DESCRIPTION OF THE TASK
Only what runs from the line with "to the dirt" to the end of the data should appear in the answer, exactly as written and without pictures.

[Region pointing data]
· · · ·

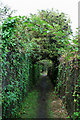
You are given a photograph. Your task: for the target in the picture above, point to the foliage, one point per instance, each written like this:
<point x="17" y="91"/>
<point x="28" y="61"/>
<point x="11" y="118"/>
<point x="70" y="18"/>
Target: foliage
<point x="25" y="41"/>
<point x="68" y="79"/>
<point x="16" y="66"/>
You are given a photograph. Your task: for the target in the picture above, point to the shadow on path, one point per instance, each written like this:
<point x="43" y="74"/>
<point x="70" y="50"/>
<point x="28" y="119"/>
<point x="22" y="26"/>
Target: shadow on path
<point x="43" y="87"/>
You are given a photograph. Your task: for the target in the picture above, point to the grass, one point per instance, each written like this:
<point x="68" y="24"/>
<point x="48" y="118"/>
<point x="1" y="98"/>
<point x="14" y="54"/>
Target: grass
<point x="30" y="105"/>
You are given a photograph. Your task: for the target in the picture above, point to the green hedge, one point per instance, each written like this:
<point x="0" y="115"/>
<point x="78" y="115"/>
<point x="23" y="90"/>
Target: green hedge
<point x="17" y="77"/>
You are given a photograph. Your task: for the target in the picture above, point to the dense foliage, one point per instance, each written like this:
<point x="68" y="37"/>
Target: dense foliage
<point x="25" y="41"/>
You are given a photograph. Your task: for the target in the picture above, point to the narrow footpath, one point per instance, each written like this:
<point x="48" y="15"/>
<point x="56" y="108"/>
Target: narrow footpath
<point x="42" y="102"/>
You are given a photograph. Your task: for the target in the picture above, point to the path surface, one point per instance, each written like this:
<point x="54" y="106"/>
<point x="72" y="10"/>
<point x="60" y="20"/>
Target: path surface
<point x="44" y="87"/>
<point x="42" y="102"/>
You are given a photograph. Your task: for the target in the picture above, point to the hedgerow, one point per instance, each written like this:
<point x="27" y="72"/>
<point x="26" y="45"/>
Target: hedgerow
<point x="25" y="41"/>
<point x="16" y="68"/>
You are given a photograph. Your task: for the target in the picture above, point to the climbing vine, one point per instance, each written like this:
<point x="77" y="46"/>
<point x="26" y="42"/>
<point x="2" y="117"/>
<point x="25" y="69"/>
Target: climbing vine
<point x="25" y="41"/>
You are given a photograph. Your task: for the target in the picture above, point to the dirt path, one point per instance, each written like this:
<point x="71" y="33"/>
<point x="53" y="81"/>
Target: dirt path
<point x="42" y="102"/>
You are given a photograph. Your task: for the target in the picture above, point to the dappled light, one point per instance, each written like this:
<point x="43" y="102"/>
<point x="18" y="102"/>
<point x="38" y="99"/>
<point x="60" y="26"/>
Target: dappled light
<point x="40" y="71"/>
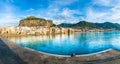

· · · ·

RESPONSE TO THE EXERCISE
You are given a photograph. Your task: for the target in the picture above, point to the dirt path, one point per instance, each written like this:
<point x="71" y="33"/>
<point x="53" y="81"/>
Target: dirt path
<point x="42" y="102"/>
You are given a photograph. Your task: for the target in the picture above, point to the dappled light, one point per instance, each written like this:
<point x="43" y="102"/>
<point x="18" y="102"/>
<point x="38" y="99"/>
<point x="60" y="26"/>
Target: dappled light
<point x="40" y="71"/>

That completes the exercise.